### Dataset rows
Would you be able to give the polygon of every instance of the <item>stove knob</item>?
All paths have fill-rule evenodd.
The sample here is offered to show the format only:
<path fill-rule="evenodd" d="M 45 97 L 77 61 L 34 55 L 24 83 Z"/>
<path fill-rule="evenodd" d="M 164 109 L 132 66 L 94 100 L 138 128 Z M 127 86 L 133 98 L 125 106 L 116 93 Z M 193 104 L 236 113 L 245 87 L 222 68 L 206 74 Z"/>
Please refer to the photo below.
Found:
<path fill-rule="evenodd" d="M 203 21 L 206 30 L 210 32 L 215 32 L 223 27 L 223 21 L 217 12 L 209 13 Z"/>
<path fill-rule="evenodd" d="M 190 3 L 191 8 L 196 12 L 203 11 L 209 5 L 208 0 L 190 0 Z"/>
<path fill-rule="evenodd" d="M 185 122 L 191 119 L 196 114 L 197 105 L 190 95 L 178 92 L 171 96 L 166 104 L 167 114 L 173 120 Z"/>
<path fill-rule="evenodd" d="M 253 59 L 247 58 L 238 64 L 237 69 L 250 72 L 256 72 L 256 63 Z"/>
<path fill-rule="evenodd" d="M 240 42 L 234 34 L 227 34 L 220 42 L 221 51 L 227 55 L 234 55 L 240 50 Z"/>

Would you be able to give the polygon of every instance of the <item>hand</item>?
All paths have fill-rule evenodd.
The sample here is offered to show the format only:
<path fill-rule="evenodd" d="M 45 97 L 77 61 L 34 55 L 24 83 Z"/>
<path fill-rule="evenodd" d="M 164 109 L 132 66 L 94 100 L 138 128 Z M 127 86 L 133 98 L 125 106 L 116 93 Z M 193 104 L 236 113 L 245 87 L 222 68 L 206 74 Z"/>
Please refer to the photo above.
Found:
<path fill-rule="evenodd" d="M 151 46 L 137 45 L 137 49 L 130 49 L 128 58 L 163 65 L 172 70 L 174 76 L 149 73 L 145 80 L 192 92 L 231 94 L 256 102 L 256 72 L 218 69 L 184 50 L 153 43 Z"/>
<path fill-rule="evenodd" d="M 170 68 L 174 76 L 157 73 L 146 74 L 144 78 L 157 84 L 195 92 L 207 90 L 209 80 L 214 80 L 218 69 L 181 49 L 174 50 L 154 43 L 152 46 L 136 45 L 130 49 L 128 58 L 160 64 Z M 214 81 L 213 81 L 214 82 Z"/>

### What is needed
Arrange every line of the records above as a Markdown table with the columns "Row" and "Line", numbering the rows in order and leaving out blank lines.

### Correct response
| Row | Line |
|---|---|
| 1 | Would you be able to give the polygon of every instance of the <item>stove knob</item>? |
| 2 | All paths have fill-rule evenodd. |
| 3 | The sample here is offered to show the format only: |
| 4 | <path fill-rule="evenodd" d="M 45 97 L 77 61 L 34 55 L 24 83 Z"/> |
| 5 | <path fill-rule="evenodd" d="M 164 109 L 132 66 L 94 100 L 138 128 Z M 127 86 L 133 98 L 125 106 L 116 93 Z M 193 104 L 236 113 L 245 87 L 222 68 L 206 74 Z"/> |
| 6 | Please refer to the photo below. |
| 7 | Found: |
| 8 | <path fill-rule="evenodd" d="M 203 21 L 206 30 L 210 32 L 215 32 L 223 27 L 223 21 L 217 12 L 209 13 Z"/> |
| 9 | <path fill-rule="evenodd" d="M 190 3 L 191 8 L 196 12 L 203 11 L 209 5 L 208 0 L 190 0 Z"/> |
| 10 | <path fill-rule="evenodd" d="M 185 122 L 191 119 L 196 114 L 197 105 L 190 95 L 178 92 L 171 96 L 166 104 L 167 114 L 173 120 Z"/> |
| 11 | <path fill-rule="evenodd" d="M 253 59 L 247 58 L 238 64 L 237 69 L 250 72 L 256 72 L 256 63 Z"/> |
| 12 | <path fill-rule="evenodd" d="M 240 42 L 234 34 L 227 34 L 220 42 L 221 51 L 227 55 L 234 55 L 240 50 Z"/> |
| 13 | Would you be able to give the polygon of every instance of the <item>hand</item>? |
| 14 | All paths have fill-rule evenodd. |
| 15 | The sample here is offered to show the format only: |
| 16 | <path fill-rule="evenodd" d="M 45 97 L 77 61 L 34 55 L 24 83 Z"/> |
| 17 | <path fill-rule="evenodd" d="M 164 109 L 132 66 L 94 100 L 138 128 Z M 127 86 L 133 98 L 125 106 L 116 93 Z M 193 104 L 236 113 L 245 87 L 222 68 L 206 74 Z"/> |
| 18 | Please refer to the photo above. |
| 19 | Found: |
| 20 | <path fill-rule="evenodd" d="M 151 46 L 137 45 L 137 49 L 130 49 L 128 58 L 163 65 L 172 70 L 174 76 L 149 73 L 145 80 L 192 92 L 231 94 L 256 102 L 256 72 L 218 69 L 184 50 L 153 43 Z"/> |
| 21 | <path fill-rule="evenodd" d="M 170 68 L 174 76 L 157 73 L 146 74 L 144 78 L 157 84 L 195 92 L 207 90 L 209 80 L 214 80 L 218 69 L 181 49 L 174 50 L 154 43 L 152 46 L 136 45 L 130 49 L 128 58 L 160 64 Z M 214 81 L 213 81 L 214 82 Z"/> |